» **STUDY QUESTIONS**
1) Using the report on RTG's half-year results, say whether each statement agrees with the text. Answer yes or no and quote the words that decide it.
(a) RTG's profit for the six months to June 30, 2023 was ZWL$6.262bn.
(b) Douglas Hoto is the chairman of RTG.
(c) Hoto said the group came out of the first half of the year weaker than before.
2) Translate this sentence from the report on RTG's half-year results into Spanish: "Hoto said the group proactively implemented a number of measures aimed at mitigating the risks arising from the operating environment in response to this constantly changing landscape."

RTG navigates turbulent waters

BUSINESS REPORTER 

 

A strong business model  has played a major role in Rainbow Tourism Group, a publicly traded hospitality group’s ability to  navigate turbulent waters ,  Business Times can report.

Consequently, RTG announced a 528% rise in profit to ZWL$39.336bn in the six months to June 30, 2023, from ZWL$6.262bn in the prior comparative period.

In a statement released by RTG chairman Douglas Hoto (pictured) along with the company’s half-year results, this increase was primarily the result of the leisure group’s strong measures, which allowed it to weather several economic headwinds, including foreign currency challenges, liquidity constraints, volatile exchange rate and devastating  power outages, among  many others.

Hoto said the group proactively implemented a number of measures aimed at mitigating the risks arising from the operating environment in response to this constantly changing landscape.

“I am delighted to announce that the group has achieved a profit for the first half of the year to June 30, 2023. This achievement is a testament to our unwavering dedication and the resilience of our business model, which has demonstrated its adaptability in the face of significant challenges posed by the complex economic landscape in Zimbabwe. Despite the formidable hurdles presented by inflation and price disparities, we have successfully navigated this terrain, emerging stronger than ever. Throughout all the challenges of the first half of the year, we have calmly navigated these turbulent waters,” Hoto said.

According to him, the company’s resolve to fortify the brand is unwavering, and the favorable financial result validates RTG’s dedication to a future marked by providing customers with high-quality service and expanding across all performance indicators.

» **DATA SHOWN**
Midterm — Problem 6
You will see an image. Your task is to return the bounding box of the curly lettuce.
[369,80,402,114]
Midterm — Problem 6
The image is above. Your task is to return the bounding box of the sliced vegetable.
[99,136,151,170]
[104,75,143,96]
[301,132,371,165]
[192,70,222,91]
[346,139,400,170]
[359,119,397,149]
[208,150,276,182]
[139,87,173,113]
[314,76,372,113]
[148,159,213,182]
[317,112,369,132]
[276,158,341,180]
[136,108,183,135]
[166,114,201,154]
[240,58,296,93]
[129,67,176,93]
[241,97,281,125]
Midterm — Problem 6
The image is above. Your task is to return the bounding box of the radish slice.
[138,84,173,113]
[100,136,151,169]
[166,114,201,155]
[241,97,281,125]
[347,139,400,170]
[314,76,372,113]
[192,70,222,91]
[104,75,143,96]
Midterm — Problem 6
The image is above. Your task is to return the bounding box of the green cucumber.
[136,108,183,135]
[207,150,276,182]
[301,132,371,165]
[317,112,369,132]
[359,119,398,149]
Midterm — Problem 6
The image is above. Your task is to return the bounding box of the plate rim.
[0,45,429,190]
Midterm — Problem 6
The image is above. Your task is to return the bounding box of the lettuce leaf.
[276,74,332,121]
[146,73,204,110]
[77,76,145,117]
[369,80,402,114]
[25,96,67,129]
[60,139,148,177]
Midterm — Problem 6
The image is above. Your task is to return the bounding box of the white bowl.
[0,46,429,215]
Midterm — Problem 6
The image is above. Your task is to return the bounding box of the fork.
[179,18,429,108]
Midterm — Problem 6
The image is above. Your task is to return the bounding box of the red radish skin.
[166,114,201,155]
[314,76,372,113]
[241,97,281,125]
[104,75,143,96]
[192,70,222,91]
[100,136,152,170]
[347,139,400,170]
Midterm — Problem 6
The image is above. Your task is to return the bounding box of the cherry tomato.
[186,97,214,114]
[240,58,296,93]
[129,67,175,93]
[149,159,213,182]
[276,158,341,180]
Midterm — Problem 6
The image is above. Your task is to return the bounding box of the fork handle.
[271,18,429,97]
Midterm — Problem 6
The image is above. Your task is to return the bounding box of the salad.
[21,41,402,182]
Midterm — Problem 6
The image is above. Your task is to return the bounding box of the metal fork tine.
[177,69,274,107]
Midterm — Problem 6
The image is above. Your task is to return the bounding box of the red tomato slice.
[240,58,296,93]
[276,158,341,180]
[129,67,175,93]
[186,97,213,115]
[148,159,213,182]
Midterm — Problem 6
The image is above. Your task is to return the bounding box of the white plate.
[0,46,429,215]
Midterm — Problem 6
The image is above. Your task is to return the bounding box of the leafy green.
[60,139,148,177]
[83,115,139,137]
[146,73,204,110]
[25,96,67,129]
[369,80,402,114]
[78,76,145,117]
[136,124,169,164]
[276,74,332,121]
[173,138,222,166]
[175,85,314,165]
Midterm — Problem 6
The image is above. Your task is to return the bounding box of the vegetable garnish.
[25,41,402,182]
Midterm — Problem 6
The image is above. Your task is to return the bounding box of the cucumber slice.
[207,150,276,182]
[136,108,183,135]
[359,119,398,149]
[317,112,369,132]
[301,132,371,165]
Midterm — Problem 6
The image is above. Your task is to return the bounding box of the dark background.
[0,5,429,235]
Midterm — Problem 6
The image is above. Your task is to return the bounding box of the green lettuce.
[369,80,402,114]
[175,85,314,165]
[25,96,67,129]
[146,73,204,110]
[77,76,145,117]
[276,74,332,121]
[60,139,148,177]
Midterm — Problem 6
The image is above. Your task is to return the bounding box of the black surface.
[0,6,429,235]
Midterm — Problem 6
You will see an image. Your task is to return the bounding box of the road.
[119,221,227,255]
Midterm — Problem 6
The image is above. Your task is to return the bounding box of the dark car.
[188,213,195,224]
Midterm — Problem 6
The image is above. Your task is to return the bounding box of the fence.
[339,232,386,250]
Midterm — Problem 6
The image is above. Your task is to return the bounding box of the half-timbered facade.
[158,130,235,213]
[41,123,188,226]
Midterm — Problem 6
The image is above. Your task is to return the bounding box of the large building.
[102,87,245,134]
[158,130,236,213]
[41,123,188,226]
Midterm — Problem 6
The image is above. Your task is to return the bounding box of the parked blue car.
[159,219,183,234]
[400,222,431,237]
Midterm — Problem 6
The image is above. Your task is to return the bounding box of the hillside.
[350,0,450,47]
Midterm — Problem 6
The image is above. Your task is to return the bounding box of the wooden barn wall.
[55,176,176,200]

» **PROBLEM SOLUTIONS**
1)
(a) No: "RTG announced a 528% rise in profit to ZWL$39.336bn in the six months to June 30, 2023, from ZWL$6.262bn in the prior comparative period."
(b) Yes: "RTG chairman Douglas Hoto"
(c) No: "we have successfully navigated this terrain, emerging stronger than ever."

2) Hoto dijo que el grupo implementó de forma proactiva una serie de medidas destinadas a mitigar los riesgos derivados del entorno operativo en respuesta a este panorama en constante cambio.